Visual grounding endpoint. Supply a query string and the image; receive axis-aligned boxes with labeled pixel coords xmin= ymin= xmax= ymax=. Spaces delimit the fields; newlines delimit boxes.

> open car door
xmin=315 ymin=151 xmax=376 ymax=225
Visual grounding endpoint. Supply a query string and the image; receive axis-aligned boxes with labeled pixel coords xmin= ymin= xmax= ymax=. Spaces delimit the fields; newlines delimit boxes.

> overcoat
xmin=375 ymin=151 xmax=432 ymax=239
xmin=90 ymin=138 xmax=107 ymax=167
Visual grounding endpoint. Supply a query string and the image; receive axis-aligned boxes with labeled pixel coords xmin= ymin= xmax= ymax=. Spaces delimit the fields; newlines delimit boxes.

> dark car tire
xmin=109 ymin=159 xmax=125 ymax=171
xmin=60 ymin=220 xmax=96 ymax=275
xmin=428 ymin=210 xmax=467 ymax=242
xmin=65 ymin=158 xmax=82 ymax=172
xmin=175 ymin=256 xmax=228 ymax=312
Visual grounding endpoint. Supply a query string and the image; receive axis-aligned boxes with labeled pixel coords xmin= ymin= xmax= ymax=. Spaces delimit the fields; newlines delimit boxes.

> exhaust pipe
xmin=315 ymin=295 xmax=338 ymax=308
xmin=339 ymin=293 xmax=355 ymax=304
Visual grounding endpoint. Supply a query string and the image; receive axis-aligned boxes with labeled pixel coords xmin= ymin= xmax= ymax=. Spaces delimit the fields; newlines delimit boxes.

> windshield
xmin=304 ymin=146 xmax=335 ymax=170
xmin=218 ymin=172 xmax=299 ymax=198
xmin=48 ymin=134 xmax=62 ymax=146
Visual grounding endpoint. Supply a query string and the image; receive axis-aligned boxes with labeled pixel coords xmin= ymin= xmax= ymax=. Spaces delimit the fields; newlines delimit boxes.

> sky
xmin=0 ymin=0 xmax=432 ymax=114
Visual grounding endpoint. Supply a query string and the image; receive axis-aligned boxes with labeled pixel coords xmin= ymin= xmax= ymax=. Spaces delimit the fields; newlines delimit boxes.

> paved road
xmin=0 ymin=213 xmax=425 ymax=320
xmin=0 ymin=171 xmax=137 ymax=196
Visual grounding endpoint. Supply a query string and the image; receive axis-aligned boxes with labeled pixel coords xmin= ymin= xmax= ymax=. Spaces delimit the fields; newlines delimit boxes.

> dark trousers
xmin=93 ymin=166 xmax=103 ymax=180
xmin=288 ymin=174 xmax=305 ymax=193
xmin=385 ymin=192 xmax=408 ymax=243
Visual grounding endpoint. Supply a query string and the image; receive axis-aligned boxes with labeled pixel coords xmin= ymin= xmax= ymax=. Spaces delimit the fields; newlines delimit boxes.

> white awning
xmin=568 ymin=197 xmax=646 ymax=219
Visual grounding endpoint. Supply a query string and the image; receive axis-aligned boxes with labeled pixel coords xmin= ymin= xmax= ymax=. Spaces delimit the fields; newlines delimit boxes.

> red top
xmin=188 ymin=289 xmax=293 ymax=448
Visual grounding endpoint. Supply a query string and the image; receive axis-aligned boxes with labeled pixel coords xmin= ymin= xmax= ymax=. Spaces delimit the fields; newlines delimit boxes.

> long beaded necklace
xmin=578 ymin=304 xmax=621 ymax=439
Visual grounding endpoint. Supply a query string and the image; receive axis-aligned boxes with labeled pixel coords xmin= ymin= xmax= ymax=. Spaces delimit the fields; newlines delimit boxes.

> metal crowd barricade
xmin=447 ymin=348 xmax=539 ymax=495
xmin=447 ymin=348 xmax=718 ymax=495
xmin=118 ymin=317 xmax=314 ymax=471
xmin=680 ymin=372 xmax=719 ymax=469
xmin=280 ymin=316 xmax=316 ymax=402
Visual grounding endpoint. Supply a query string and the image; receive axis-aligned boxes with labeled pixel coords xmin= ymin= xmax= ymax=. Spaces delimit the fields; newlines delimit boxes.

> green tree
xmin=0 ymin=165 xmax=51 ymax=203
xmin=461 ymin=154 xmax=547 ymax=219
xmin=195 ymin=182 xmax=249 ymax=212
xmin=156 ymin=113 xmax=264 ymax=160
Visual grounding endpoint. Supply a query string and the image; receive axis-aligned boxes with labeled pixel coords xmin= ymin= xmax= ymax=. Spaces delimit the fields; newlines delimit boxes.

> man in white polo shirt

-*-*-

→ **What is asked**: Rewrite every line of the listing above as a numbered list, dropping the blank lines.

→ **Result for this exercise**:
1. Visual grounding endpoint. Supply a query string and the image; receive axis-aligned boxes with labeled pixel coords xmin= ymin= xmax= ymax=. Spaces delimit the fields; newlines delimit boxes.
2. > open car door
3. xmin=315 ymin=151 xmax=376 ymax=225
4. Visual grounding endpoint. Supply a query string and the image; receive axis-aligned boxes with labeled pixel coords xmin= ymin= xmax= ymax=. Spaces delimit the fields; newlines delimit boxes.
5. > overcoat
6. xmin=375 ymin=151 xmax=432 ymax=239
7. xmin=90 ymin=138 xmax=107 ymax=167
8. Visual grounding endpoint. Supply a query string and the image; receive axis-aligned boxes with labeled pixel coords xmin= ymin= xmax= ymax=. Spaces delimit the fields; newlines delimit boxes.
9. > dark car tire
10. xmin=109 ymin=159 xmax=125 ymax=171
11. xmin=60 ymin=220 xmax=96 ymax=275
12. xmin=428 ymin=210 xmax=467 ymax=242
13. xmin=65 ymin=158 xmax=82 ymax=172
14. xmin=175 ymin=256 xmax=228 ymax=312
15. Visual grounding endpoint. Supply a query string and the image; receive axis-aligned boxes with labeled pixel coords xmin= ymin= xmax= ymax=. Spaces delimit the fields; newlines delimit boxes.
16. > exhaust pipe
17. xmin=315 ymin=295 xmax=338 ymax=308
18. xmin=339 ymin=293 xmax=355 ymax=304
19. Visual grounding endpoint. Supply a query string and the image; receive axis-aligned boxes with labeled pixel coords xmin= ymin= xmax= ymax=. Spaces delimit the fields; newlines delimit boxes.
20. > windshield
21. xmin=304 ymin=146 xmax=335 ymax=170
22. xmin=218 ymin=172 xmax=299 ymax=198
23. xmin=48 ymin=134 xmax=62 ymax=146
24. Visual grounding endpoint. Supply a query string and the image; receive axis-aligned boxes with labeled pixel coords xmin= ymin= xmax= ymax=. Spaces delimit the fields; newlines delimit boxes.
25. > sky
26. xmin=0 ymin=0 xmax=432 ymax=114
27. Visual grounding endpoint. Supply a query string and the image; receive axis-aligned boxes with labeled pixel coords xmin= ymin= xmax= ymax=. Spaces delimit the fields; newlines delimit boxes.
28. > paved road
29. xmin=0 ymin=213 xmax=425 ymax=320
30. xmin=0 ymin=171 xmax=137 ymax=196
31. Visual grounding endpoint. Supply a query string and the image; receive axis-aligned boxes with labeled pixel coords xmin= ymin= xmax= ymax=. Spaces delimit the fields; newlines delimit boxes.
32. > dark trousers
33. xmin=93 ymin=166 xmax=103 ymax=180
34. xmin=288 ymin=174 xmax=305 ymax=193
35. xmin=385 ymin=192 xmax=408 ymax=243
36. Visual grounding endpoint. Supply a query string and the image; receive axis-aligned boxes with labeled pixel coords xmin= ymin= xmax= ymax=. Spaces delimit the fields; newlines delimit boxes.
37. > white awning
38. xmin=568 ymin=197 xmax=646 ymax=219
39. Visual grounding endpoint. Supply a query string and the image; receive axis-aligned boxes with labeled pixel coords xmin= ymin= xmax= ymax=. Spaces delimit the fields; newlines delimit boxes.
40. > red top
41. xmin=188 ymin=289 xmax=293 ymax=448
42. Visual grounding endpoint. Supply a query string and the image; receive axis-aligned boxes with labeled pixel coords xmin= ymin= xmax= ymax=. Spaces delimit the fields; newlines delimit boxes.
43. > long beaded necklace
44. xmin=578 ymin=304 xmax=621 ymax=439
45. Visual grounding endpoint. Supply a query string and the image; receive axis-aligned boxes with labeled pixel coords xmin= ymin= xmax= ymax=. Spaces delimit the fields; newlines delimit boxes.
46. > metal crowd barricade
47. xmin=447 ymin=348 xmax=539 ymax=495
48. xmin=447 ymin=348 xmax=718 ymax=495
49. xmin=118 ymin=317 xmax=314 ymax=471
50. xmin=680 ymin=372 xmax=719 ymax=469
51. xmin=280 ymin=316 xmax=316 ymax=402
52. Visual grounding endpoint. Supply a query string and the image; receive axis-aligned boxes with labeled pixel coords xmin= ymin= xmax= ymax=. Spaces delimit the fields; newlines delimit boxes.
53. > green tree
54. xmin=0 ymin=165 xmax=51 ymax=203
55. xmin=461 ymin=154 xmax=547 ymax=219
56. xmin=195 ymin=182 xmax=249 ymax=212
57. xmin=156 ymin=113 xmax=264 ymax=160
58. Visual grounding endpoint. Supply a query string and the image; receive axis-aligned boxes with labeled pixel coords xmin= ymin= xmax= ymax=. Spaces delimit the fields; newlines delimit boxes.
59. > man in white polo shirt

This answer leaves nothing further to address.